**TEXT:**

Lau, also known as Mala, is an Oceanic language spoken on northeast Malaita, in the Solomon Islands. In 1999, Lau had about 16,937 first-language speakers, with many second-language speakers through Malaitan communities in the Solomon Islands, especially in Honiara.

The language

Phonology 
Lau distinguishes voiced and voiceless stops and has a separate series of labial-velar phonemes distinct from the regular velars. The complete consonant inventory is presented in the table below (with orthographical conventions in angled brackets). The /r/ is a trilled apical rhotic.

The vowel inventory of five items is presented in the table below (again with orthographical conventions in angled brackets). These vowels can be long or short depending on the word. Long vowels are orthographically represented by doubling the vowel. The phonotactics do not allow closed syllables, i.e. every word ends with a vowel.

Morphology 
Nouns describe people, places, or things. Nouns can be suffixed by possessive markers. For example, lima 'hand' can be suffixed by the first person singular possessive marker -gu to form limgagu 'my hand'. The same suffix can be used on position phrases such as in burigu 'behind me', where buri means 'behind'. Nouns are split into independent nouns and verbal nouns. Na is the only independent noun that is used in the Lau language. It is only added to nouns when one is expressing relationships, or it is added to cardinal numbers to form an ordinal number.

Pronouns are words that replace a noun in a sentence and can function by themselves as a noun phrase. In Lau, pronouns may suffixed to nouns to denote possession, and suffixed to a verb to mark the subject. Pronouns may only be attached to a certain class of nouns, namely anything that is in close relationship to the person who takes, occupies or holds something without necessarily having ownership. When a pronoun is suffixed to a verb, a second object appears in the suffixed pronoun singular and plural third. Lastly, when a pronoun is used as the subject of a verb such as i, there are multiple ways you can use it. One way is when the suffixed pronoun cannot be added to a word, the longer forms of i are used as possessive pronouns. Shorter forms of i are always used with the forms of i because they cannot be used by themselves as the subject.

Verbs are words that describe an action, state or occurrence of something. In Lau, any word can be suffixed by verbal particles and thus used as a verb. In other words, they can be joined to governing pronouns of first persons singular and second persons singular. These verbal particles are ka and ko. Ka can be used at the same time when someone is talking about something in the present and in the future tense. On the other hand, ko can be used when someone is talking in the present and future tense but it cannot be used at the same time. Moreover, ko is used only with personal pronouns.

**STORED RECORDS:**
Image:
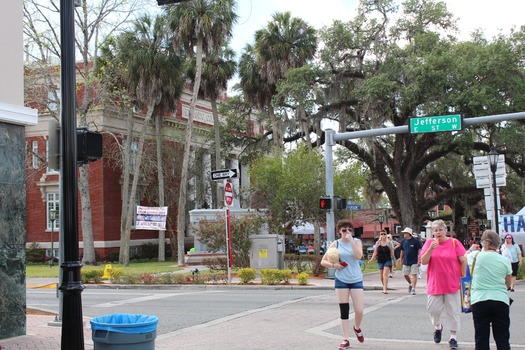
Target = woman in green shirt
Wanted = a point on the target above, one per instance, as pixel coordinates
(490, 302)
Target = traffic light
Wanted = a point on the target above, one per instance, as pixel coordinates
(341, 203)
(89, 145)
(325, 203)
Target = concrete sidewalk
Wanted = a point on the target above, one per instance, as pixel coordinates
(41, 335)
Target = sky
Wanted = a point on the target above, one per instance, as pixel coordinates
(488, 15)
(472, 14)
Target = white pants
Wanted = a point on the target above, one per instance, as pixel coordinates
(451, 304)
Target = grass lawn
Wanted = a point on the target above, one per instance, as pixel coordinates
(134, 268)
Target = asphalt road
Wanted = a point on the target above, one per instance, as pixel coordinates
(276, 318)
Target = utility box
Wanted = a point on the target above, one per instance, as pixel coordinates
(267, 251)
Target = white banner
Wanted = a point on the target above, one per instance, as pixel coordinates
(151, 218)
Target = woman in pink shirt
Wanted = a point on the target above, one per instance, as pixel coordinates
(446, 264)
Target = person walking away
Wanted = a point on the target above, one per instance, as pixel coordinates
(384, 252)
(491, 275)
(395, 246)
(512, 252)
(409, 258)
(348, 280)
(446, 264)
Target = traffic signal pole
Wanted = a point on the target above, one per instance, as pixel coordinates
(332, 137)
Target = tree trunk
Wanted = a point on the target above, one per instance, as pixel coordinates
(88, 256)
(160, 172)
(181, 210)
(126, 235)
(275, 126)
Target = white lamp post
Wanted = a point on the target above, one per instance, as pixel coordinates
(493, 161)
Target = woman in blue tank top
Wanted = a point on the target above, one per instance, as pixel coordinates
(348, 280)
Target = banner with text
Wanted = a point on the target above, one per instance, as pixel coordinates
(151, 218)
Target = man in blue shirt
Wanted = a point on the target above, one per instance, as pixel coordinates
(409, 257)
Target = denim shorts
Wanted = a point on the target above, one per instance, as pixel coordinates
(381, 266)
(342, 285)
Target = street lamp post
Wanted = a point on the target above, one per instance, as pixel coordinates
(52, 218)
(493, 161)
(381, 219)
(483, 226)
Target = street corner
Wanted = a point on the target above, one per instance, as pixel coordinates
(41, 286)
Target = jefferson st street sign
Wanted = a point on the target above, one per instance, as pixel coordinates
(436, 124)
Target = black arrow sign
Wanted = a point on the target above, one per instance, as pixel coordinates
(223, 174)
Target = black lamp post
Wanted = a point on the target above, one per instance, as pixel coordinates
(71, 282)
(493, 161)
(52, 218)
(381, 219)
(464, 222)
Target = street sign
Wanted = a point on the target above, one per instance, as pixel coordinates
(228, 194)
(487, 183)
(436, 124)
(484, 169)
(223, 174)
(485, 159)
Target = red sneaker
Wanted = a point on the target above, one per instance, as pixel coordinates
(344, 345)
(359, 335)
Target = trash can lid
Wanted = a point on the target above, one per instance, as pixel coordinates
(125, 323)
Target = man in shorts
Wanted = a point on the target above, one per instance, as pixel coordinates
(409, 257)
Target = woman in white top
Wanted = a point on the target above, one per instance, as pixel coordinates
(512, 251)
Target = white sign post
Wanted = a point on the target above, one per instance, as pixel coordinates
(228, 200)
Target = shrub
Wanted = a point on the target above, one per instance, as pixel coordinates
(270, 276)
(34, 254)
(246, 274)
(216, 278)
(299, 263)
(216, 264)
(130, 279)
(285, 275)
(148, 278)
(521, 272)
(115, 274)
(212, 234)
(149, 251)
(91, 276)
(302, 278)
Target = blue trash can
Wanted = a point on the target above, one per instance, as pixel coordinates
(124, 332)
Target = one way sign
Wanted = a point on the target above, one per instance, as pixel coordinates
(223, 174)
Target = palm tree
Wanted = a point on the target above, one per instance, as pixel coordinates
(285, 43)
(154, 78)
(216, 71)
(201, 25)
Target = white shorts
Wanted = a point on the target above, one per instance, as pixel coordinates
(450, 304)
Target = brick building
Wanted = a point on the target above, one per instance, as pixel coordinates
(105, 175)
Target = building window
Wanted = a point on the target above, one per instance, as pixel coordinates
(49, 170)
(34, 149)
(53, 201)
(133, 156)
(53, 98)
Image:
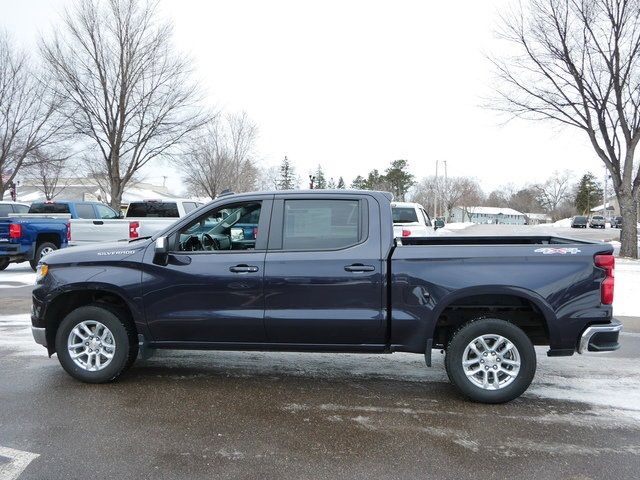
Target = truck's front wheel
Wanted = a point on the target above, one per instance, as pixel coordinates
(95, 344)
(491, 360)
(42, 250)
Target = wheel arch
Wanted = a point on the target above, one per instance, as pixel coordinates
(75, 296)
(515, 304)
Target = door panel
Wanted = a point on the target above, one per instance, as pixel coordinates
(197, 298)
(324, 297)
(212, 289)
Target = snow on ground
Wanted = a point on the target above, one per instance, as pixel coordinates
(580, 378)
(17, 275)
(454, 226)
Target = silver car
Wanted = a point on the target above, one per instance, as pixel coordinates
(597, 221)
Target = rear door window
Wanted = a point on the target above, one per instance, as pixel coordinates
(321, 224)
(5, 210)
(153, 209)
(49, 208)
(85, 210)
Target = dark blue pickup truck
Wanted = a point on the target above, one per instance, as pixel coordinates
(43, 229)
(324, 273)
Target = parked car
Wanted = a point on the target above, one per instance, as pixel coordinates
(579, 221)
(9, 208)
(410, 220)
(44, 228)
(597, 221)
(143, 218)
(324, 273)
(616, 222)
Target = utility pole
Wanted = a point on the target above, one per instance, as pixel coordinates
(446, 184)
(435, 194)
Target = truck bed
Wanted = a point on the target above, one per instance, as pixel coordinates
(491, 240)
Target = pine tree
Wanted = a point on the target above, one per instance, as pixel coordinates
(287, 179)
(588, 193)
(359, 183)
(321, 181)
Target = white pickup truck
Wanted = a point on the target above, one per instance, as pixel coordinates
(143, 219)
(410, 220)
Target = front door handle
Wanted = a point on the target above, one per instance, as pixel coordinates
(358, 267)
(243, 269)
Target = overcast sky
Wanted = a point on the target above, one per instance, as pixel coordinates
(353, 85)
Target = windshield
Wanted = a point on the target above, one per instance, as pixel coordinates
(49, 208)
(153, 209)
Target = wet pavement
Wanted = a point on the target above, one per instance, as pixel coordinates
(289, 415)
(252, 415)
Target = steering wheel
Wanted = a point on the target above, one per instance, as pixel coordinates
(210, 243)
(193, 244)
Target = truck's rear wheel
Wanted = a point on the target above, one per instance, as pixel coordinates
(43, 249)
(95, 344)
(491, 360)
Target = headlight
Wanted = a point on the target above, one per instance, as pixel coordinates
(41, 272)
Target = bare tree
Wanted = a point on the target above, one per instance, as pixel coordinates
(125, 90)
(222, 158)
(46, 170)
(578, 66)
(555, 191)
(450, 192)
(27, 111)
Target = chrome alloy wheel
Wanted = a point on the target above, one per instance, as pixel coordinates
(491, 362)
(91, 345)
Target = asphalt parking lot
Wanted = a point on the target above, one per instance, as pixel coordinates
(288, 415)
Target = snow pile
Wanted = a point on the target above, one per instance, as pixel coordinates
(17, 275)
(455, 226)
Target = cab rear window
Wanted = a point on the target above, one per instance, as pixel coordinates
(153, 209)
(49, 208)
(404, 215)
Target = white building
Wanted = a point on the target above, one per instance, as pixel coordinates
(504, 216)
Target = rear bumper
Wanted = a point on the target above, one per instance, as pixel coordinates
(39, 335)
(600, 338)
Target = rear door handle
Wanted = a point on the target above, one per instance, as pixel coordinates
(358, 267)
(244, 269)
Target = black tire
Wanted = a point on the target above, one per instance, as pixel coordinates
(42, 247)
(488, 326)
(123, 333)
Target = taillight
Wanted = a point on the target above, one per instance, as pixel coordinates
(606, 262)
(15, 230)
(133, 229)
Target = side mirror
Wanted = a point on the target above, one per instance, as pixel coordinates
(161, 251)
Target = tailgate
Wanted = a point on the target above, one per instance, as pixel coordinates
(96, 230)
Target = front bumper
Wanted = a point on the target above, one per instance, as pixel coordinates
(600, 338)
(39, 335)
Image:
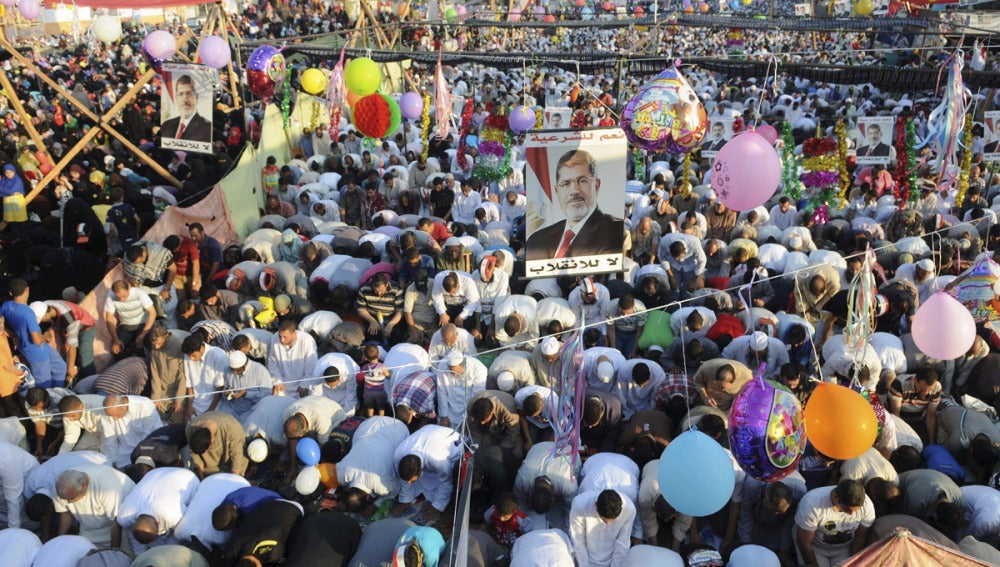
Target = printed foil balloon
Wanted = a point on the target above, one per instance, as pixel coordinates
(767, 434)
(265, 70)
(667, 114)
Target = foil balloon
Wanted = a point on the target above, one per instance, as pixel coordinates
(665, 114)
(265, 70)
(767, 434)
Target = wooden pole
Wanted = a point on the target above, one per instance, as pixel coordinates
(123, 101)
(97, 119)
(21, 112)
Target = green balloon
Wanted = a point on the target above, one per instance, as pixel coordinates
(395, 116)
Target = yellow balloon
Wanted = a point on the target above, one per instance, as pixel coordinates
(313, 81)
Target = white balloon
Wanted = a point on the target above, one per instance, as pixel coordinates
(107, 28)
(308, 481)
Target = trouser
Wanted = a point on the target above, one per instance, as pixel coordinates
(48, 368)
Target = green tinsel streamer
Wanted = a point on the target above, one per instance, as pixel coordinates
(911, 154)
(790, 166)
(286, 102)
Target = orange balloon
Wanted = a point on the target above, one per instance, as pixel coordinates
(328, 475)
(840, 423)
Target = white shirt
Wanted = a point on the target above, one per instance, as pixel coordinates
(162, 493)
(43, 477)
(293, 364)
(120, 436)
(93, 409)
(206, 376)
(197, 520)
(369, 464)
(455, 391)
(869, 465)
(464, 208)
(439, 449)
(543, 548)
(15, 466)
(98, 508)
(345, 393)
(610, 471)
(596, 543)
(322, 415)
(19, 546)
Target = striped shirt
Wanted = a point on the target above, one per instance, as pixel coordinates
(386, 304)
(417, 392)
(125, 377)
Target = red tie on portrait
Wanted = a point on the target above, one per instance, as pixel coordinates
(564, 247)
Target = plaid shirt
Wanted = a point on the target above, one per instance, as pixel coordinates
(675, 385)
(387, 304)
(417, 392)
(153, 271)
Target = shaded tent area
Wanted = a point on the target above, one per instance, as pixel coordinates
(905, 549)
(229, 212)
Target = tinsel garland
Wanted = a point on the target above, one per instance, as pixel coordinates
(911, 156)
(901, 191)
(286, 102)
(463, 132)
(845, 178)
(425, 127)
(963, 174)
(789, 165)
(686, 173)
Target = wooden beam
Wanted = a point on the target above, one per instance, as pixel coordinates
(101, 123)
(15, 101)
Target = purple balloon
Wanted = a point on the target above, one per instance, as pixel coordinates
(767, 432)
(29, 9)
(411, 105)
(522, 119)
(214, 52)
(160, 45)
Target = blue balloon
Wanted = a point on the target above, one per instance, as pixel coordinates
(308, 451)
(696, 475)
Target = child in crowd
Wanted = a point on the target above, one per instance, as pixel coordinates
(375, 373)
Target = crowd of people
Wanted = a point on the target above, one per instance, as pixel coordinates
(312, 394)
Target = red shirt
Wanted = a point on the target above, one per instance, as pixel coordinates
(185, 255)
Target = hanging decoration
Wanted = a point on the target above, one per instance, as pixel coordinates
(493, 163)
(665, 114)
(945, 123)
(966, 167)
(790, 165)
(845, 177)
(822, 177)
(425, 127)
(463, 133)
(286, 101)
(442, 102)
(336, 92)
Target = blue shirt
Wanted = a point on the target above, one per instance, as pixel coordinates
(429, 540)
(248, 499)
(22, 320)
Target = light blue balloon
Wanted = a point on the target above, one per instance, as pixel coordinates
(696, 475)
(307, 450)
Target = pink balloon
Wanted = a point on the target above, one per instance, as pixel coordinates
(943, 328)
(768, 133)
(746, 172)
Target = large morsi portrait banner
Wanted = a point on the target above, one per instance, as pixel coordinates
(186, 102)
(575, 187)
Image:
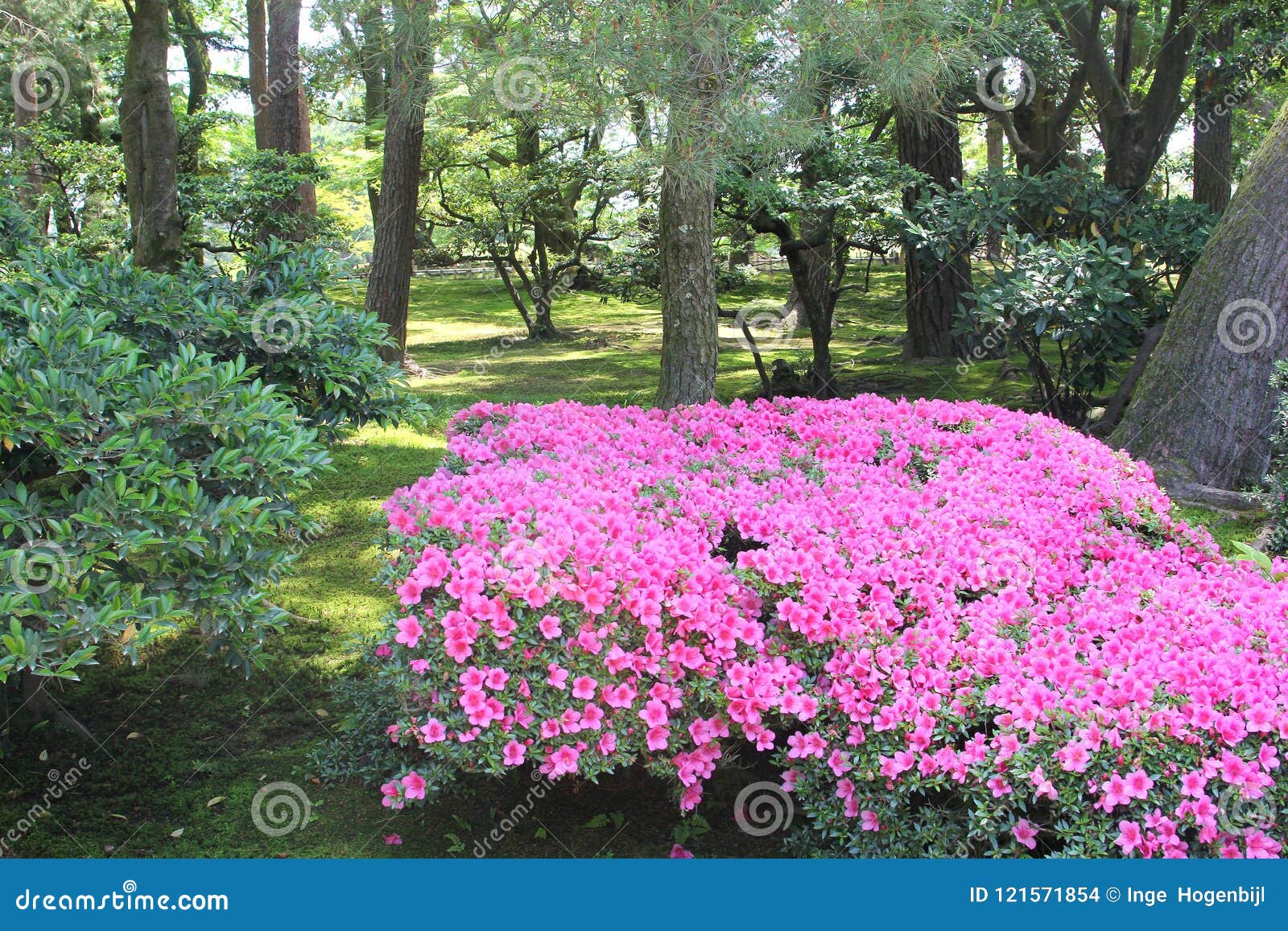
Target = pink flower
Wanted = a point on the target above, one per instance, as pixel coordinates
(564, 761)
(1139, 785)
(392, 795)
(1130, 837)
(414, 785)
(409, 631)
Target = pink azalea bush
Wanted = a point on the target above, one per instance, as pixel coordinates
(961, 630)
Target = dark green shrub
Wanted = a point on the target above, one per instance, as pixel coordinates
(155, 431)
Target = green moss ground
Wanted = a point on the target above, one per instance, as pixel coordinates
(182, 744)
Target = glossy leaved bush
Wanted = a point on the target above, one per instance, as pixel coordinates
(961, 630)
(155, 430)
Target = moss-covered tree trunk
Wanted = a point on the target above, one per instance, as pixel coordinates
(689, 304)
(691, 344)
(1212, 119)
(257, 44)
(392, 257)
(934, 287)
(150, 141)
(1202, 412)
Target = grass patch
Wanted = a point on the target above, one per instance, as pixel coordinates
(182, 746)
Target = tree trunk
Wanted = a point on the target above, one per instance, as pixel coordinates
(687, 204)
(1212, 117)
(25, 116)
(740, 246)
(933, 289)
(1202, 412)
(1135, 126)
(390, 280)
(375, 90)
(196, 58)
(257, 42)
(689, 304)
(1041, 138)
(285, 109)
(993, 142)
(150, 141)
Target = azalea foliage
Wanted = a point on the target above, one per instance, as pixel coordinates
(960, 628)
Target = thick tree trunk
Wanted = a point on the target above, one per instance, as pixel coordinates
(257, 42)
(25, 117)
(1202, 412)
(1212, 119)
(150, 141)
(375, 90)
(196, 58)
(287, 109)
(691, 339)
(1041, 138)
(1135, 126)
(390, 280)
(996, 154)
(689, 304)
(934, 289)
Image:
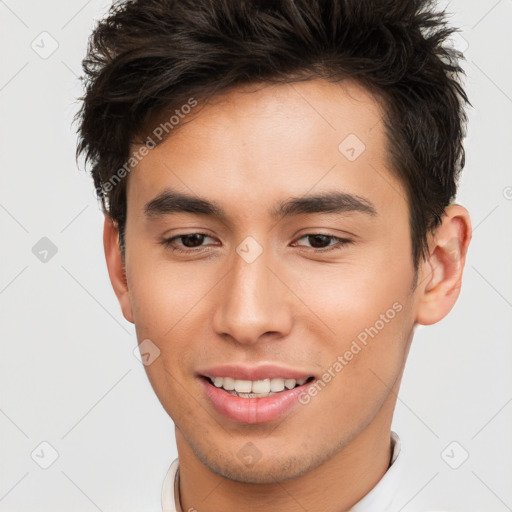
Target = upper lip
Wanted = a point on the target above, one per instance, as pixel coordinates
(266, 371)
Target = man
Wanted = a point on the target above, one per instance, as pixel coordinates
(278, 182)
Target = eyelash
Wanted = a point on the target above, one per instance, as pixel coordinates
(168, 243)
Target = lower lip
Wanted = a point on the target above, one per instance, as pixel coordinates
(253, 410)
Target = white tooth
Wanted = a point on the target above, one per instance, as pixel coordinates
(229, 383)
(261, 386)
(289, 383)
(243, 386)
(276, 385)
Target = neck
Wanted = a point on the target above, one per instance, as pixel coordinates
(334, 486)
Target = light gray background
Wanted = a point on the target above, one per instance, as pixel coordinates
(68, 373)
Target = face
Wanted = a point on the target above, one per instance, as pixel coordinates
(312, 287)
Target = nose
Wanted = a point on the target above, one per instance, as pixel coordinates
(253, 301)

**TASK PROMPT:**
Decide whether each statement below agrees with the text on the Lau language, and support each yes or no with the deciding words from the text, quoted exactly. (a) Lau is spoken on northeast Malaita. (b) In Lau, a word may end with a consonant. (c) Long vowels are written by doubling the vowel.

**ANSWER FOR THE TASK:**
(a) Yes: "spoken on northeast Malaita, in the Solomon Islands"
(b) No: "every word ends with a vowel"
(c) Yes: "Long vowels are orthographically represented by doubling the vowel."